◆ **Stored items**:
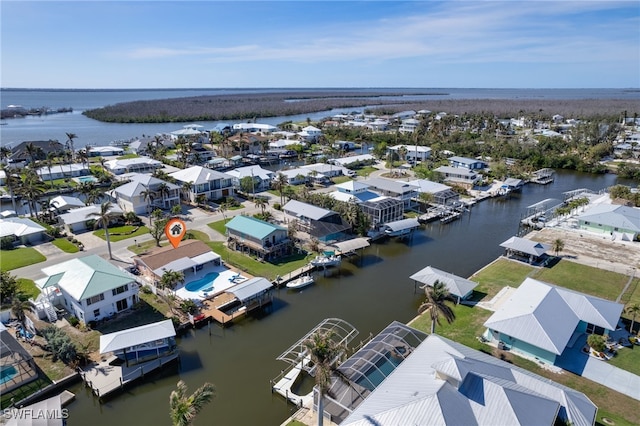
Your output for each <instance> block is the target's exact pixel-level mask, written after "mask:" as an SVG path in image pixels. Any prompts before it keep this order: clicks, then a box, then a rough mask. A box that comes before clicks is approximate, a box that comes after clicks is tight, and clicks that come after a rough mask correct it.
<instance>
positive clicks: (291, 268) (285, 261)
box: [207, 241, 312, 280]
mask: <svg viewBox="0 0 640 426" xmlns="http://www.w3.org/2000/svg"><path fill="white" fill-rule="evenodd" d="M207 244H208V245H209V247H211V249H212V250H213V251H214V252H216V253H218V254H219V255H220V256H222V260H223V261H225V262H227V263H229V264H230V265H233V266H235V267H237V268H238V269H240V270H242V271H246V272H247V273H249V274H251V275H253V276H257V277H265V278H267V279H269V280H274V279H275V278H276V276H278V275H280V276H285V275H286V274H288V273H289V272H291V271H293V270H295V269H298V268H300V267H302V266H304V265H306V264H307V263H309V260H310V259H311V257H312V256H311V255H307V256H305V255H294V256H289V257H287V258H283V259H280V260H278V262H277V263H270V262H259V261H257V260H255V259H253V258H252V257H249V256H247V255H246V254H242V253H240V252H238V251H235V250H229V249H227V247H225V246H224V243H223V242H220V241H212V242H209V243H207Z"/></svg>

◆ **What to work on**: Update the listing above by changing every "rough mask" to "coarse mask" and keeping all other text the same. Leave the pictures out of your answer.

◆ **Answer below**:
Your output for each <instance> block is the target's exact pixel-level mask, written after "mask:" as an SVG path in image pixels. Any prompts before it keep this order: clicks, then a box, then a coarse mask. A box that comes before clicks is approximate, a box that comes after clicks is tight, and clicks that come after a coarse mask correct it.
<instance>
positive clicks: (291, 268) (285, 261)
box: [207, 241, 312, 280]
mask: <svg viewBox="0 0 640 426" xmlns="http://www.w3.org/2000/svg"><path fill="white" fill-rule="evenodd" d="M207 244H208V245H209V247H211V249H212V250H213V251H214V252H216V253H218V254H219V255H220V256H222V260H223V261H225V262H227V263H229V264H230V265H233V266H235V267H237V268H238V269H240V270H242V271H246V272H247V273H249V274H251V275H253V276H257V277H265V278H267V279H269V280H274V279H275V278H276V276H278V275H280V276H285V275H286V274H288V273H289V272H291V271H293V270H295V269H298V268H300V267H302V266H304V265H306V264H307V263H309V260H310V259H311V257H312V256H311V255H307V256H305V255H294V256H289V257H287V258H283V259H280V260H278V262H277V263H270V262H259V261H257V260H255V259H253V258H252V257H249V256H247V255H246V254H242V253H240V252H238V251H235V250H229V249H227V247H225V246H224V243H223V242H220V241H212V242H209V243H207Z"/></svg>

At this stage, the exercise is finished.